▶ [Your task]: Please return every line of the listing below that contains the word "target".

▶ [Rows]:
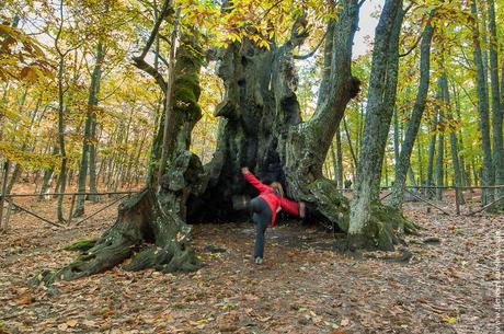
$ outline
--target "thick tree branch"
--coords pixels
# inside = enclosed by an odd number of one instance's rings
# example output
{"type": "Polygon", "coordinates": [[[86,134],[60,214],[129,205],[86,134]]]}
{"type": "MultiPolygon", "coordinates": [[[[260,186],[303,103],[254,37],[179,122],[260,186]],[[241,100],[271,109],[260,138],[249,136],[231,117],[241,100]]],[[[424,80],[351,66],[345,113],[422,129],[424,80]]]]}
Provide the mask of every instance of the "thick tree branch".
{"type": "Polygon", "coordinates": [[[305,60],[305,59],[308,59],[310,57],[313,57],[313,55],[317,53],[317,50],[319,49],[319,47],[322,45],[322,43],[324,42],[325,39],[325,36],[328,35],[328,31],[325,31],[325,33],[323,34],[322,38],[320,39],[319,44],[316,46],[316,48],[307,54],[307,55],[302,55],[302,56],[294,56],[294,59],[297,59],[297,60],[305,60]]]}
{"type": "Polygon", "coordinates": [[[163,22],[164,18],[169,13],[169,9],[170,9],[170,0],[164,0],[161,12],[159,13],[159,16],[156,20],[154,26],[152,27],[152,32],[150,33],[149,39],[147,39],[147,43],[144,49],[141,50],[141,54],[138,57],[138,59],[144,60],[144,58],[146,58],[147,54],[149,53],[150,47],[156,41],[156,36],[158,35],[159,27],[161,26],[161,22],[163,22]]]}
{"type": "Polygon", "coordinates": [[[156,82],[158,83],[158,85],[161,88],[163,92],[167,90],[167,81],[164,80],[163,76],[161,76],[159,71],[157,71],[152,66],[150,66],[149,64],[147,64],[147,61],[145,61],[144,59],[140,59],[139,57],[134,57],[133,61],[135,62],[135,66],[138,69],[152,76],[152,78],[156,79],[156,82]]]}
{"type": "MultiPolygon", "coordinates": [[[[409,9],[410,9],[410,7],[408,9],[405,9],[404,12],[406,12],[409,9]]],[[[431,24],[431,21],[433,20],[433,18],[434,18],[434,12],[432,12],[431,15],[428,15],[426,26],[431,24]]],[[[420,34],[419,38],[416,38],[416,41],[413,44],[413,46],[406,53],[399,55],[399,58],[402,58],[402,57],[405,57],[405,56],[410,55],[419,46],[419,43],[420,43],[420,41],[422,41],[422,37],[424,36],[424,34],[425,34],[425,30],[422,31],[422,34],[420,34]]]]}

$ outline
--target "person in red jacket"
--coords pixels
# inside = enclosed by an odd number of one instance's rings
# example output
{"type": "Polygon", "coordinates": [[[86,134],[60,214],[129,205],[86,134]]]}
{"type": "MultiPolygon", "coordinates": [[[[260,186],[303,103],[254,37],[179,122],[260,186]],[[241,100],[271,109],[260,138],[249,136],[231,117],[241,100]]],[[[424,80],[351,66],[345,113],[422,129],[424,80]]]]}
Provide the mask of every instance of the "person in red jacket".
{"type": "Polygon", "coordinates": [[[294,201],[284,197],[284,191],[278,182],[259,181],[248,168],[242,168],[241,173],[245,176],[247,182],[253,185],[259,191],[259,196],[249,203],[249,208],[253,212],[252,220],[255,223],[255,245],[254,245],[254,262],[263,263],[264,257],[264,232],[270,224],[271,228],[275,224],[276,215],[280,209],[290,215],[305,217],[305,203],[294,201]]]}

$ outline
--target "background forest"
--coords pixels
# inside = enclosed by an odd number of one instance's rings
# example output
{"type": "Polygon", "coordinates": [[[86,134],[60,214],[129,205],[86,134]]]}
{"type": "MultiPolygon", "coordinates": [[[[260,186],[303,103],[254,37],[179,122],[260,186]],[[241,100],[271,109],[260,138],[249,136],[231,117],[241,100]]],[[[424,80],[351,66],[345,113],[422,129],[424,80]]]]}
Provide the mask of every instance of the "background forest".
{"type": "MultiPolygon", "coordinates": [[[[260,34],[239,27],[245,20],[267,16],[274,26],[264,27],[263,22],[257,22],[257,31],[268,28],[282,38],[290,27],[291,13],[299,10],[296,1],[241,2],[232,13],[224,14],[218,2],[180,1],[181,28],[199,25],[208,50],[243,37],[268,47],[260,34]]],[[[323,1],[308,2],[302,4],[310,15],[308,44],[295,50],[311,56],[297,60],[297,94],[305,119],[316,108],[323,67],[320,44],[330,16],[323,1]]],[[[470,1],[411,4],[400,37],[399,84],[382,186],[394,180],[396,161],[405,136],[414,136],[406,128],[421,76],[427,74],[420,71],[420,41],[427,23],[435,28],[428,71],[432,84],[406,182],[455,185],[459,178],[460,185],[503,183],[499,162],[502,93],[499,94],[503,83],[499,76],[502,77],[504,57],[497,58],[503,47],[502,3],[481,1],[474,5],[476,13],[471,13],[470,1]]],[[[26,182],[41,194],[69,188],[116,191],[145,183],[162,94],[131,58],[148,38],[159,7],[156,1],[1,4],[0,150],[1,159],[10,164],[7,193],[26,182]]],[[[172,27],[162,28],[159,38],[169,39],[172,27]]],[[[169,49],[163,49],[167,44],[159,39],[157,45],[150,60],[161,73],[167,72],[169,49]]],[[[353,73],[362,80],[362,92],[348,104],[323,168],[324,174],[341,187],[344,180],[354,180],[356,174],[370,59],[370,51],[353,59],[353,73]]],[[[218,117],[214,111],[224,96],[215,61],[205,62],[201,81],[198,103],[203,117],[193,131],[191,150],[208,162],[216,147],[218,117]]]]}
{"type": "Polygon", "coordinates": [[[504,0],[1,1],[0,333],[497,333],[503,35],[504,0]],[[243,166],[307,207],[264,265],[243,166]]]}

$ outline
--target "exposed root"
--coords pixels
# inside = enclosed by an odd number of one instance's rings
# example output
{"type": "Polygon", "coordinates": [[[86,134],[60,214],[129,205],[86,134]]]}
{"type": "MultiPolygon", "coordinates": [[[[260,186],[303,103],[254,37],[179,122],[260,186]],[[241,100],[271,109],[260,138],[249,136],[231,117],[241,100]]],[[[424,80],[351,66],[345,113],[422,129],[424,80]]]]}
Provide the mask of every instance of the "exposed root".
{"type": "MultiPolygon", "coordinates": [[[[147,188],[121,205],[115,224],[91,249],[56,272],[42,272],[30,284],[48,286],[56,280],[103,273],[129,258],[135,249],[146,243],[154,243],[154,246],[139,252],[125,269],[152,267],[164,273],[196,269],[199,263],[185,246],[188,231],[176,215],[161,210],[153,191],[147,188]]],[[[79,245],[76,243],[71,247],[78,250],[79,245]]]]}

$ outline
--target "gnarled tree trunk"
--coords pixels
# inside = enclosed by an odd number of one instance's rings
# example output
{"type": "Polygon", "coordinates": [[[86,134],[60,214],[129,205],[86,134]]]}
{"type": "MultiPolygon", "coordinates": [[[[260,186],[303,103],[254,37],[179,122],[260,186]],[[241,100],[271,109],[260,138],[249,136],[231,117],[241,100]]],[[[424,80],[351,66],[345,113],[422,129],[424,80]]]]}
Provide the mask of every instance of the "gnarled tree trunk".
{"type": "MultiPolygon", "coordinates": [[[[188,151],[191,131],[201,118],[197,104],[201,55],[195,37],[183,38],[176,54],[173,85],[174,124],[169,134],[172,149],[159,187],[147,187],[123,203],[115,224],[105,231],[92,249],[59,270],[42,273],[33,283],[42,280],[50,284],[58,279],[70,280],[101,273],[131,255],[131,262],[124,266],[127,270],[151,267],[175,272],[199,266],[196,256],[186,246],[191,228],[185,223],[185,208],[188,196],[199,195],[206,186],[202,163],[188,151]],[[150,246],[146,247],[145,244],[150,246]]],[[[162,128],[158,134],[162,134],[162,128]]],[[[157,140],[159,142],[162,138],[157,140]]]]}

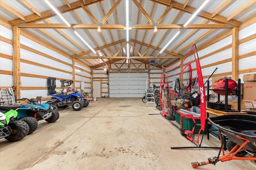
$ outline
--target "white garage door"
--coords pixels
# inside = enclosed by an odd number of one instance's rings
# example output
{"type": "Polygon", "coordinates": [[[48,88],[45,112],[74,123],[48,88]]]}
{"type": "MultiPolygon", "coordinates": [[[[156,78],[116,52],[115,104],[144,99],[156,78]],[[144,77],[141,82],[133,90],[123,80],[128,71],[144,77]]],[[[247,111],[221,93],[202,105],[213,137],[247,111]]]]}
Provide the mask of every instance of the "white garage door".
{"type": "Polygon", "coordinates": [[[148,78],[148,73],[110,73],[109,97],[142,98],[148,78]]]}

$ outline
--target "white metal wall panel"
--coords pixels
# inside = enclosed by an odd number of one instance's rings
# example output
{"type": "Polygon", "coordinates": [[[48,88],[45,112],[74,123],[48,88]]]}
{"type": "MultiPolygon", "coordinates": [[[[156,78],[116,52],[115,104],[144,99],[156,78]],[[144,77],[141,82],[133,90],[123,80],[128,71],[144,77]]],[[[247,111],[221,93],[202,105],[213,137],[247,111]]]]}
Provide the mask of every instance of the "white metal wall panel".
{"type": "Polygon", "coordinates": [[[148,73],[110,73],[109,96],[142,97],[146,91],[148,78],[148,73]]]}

▶ [Reply to the exercise]:
--target "thick tree branch"
--target "person in red jacket"
--target "background forest"
--target "exposed root"
--target "gnarled tree trunk"
--target "white garage door"
--target "white metal wall panel"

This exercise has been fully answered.